Problem description: The answer must be an exact copy of the records, with no pictures in it.

Material to process:
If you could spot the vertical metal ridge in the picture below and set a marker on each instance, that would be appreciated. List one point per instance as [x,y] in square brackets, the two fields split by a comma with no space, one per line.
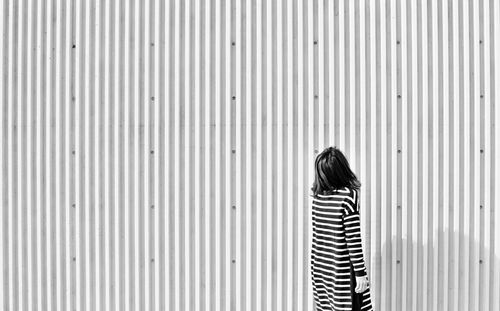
[160,155]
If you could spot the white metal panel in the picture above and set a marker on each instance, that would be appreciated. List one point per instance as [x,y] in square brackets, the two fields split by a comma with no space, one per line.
[159,155]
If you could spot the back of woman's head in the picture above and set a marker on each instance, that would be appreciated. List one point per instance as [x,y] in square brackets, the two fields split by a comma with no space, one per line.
[332,172]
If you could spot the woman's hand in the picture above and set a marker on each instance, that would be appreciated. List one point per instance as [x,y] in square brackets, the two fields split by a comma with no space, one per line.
[361,284]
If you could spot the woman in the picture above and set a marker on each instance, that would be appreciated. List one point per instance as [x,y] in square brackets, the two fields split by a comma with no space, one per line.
[338,270]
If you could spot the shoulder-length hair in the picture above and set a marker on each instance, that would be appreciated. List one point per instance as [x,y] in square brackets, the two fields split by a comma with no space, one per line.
[332,172]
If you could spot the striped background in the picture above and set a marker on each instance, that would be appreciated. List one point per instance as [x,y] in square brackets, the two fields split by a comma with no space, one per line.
[157,155]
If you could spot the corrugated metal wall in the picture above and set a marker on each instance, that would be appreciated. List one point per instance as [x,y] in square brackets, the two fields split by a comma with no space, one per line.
[158,155]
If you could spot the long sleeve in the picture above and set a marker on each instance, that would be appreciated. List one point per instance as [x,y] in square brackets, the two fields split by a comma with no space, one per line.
[351,221]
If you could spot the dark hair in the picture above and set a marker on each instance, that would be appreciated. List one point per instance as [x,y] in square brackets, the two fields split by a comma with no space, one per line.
[332,172]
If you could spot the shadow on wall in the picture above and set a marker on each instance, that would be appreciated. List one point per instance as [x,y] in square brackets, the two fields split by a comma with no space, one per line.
[452,271]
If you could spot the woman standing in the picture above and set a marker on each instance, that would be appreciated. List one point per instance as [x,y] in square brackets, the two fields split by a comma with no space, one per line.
[339,275]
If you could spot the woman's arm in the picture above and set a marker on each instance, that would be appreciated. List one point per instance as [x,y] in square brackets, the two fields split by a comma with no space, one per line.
[352,228]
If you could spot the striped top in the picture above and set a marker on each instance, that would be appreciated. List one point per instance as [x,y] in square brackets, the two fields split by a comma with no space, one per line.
[336,253]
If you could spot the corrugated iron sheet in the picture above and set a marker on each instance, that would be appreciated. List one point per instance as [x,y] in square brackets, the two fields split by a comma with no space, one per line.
[158,155]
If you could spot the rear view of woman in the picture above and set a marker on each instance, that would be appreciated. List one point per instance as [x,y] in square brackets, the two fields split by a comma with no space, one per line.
[338,271]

Response to this exercise:
If you could spot the vertical metal ridge in the picture below and set a marker on each instance, that would be appreciated. List one point per instance as [x,y] in square brackets, the two fields split by a comma with no space, one per line.
[160,155]
If you could spot the white metal panel in the picture above and set a marker on each instance, that would be appreciated. List one point per instance as [x,y] in square brackets, the two fields split by a comma with no space, one per line.
[159,155]
If you could spot the back of woman's head in the picture above and set a marker on each instance, that would be appreciated. List one point per instance as [x,y] in square brackets, the two fields split by a comma with no space, one per line.
[332,172]
If you could spot the woman's hand in the picture above and set a marker on each instance, that would be appreciated. List one point per instance as [x,y] in square brackets, the two fields split by a comma with no space, one per line.
[361,284]
If you could spot the woman in the picture above and set a marker on each instance, that would be appreciated. List one point per instance as [x,y] in square brackets, the two fields split by a comma with no space, one per line.
[338,270]
If you could spot the shoulder-length hair in the picture above and set a marker on each instance, that would be appreciated. List one point per instance as [x,y] in square brackets, the two fields split by a comma with no space, one per line.
[332,172]
If you could spot the striped background in the picture above and set a marker on each instance, that would be appreciated. List one point per instance as [x,y] in square brackets, the two fields split by a comma with no space, one per line.
[157,155]
If you could spot the corrugated metal wall in the picture above and set a marker on each instance, that would be appreciated. List one point per instance as [x,y] in square brackets, the two fields split by a comma with no space, one per line.
[158,155]
If you could spot the long sleeve in the picture above and set a marker on each instance, that would be appreciated. List one point per instance as [x,y] in square brackets, the two fields split by a comma with no space, one per line.
[351,221]
If you could spot the dark hair in the picture above and set a marker on each instance, that would be appreciated. List one point per instance as [x,y] in square brackets, the two fields split by a comma with no space, one per line.
[332,172]
If you could spot the shadow on wall in the picture above and set a marker on each instance, that would be appreciated. List one point per instance as [x,y] in square brackets, the two fields split by a comma with no space, one per line.
[452,271]
If you could spot the woman standing in the picture above and set a marker on each instance, that would be appreciated. List one point per instance as [x,y] in square brackets, the two fields split by a comma with no space, one per line.
[339,275]
If you could spot the woman's arm in the picture above and set a marker on each instance, that would be appreciated. List one point per instance as [x,y] in square brackets, the two fields split by a comma with no space, one per line.
[352,228]
If you could spot the striped top in the picture above and set a marker on each instance, that would be appreciated. List one point per instance as [x,y] in square brackets, the two fields split by a comma with no space, one per line.
[336,253]
If you could spot the corrugated iron sheet in the picture above and set a marker on each instance, that would be appreciated. List one point per instance as [x,y] in square brackets, the two fields split by a comma with no space, one per line.
[158,155]
If you could spot the rear view of woman in the picture above and set a marker on each instance, that would be appreciated. List one point per instance as [x,y] in square brackets, the two fields split by a comma with no space, one per line.
[338,271]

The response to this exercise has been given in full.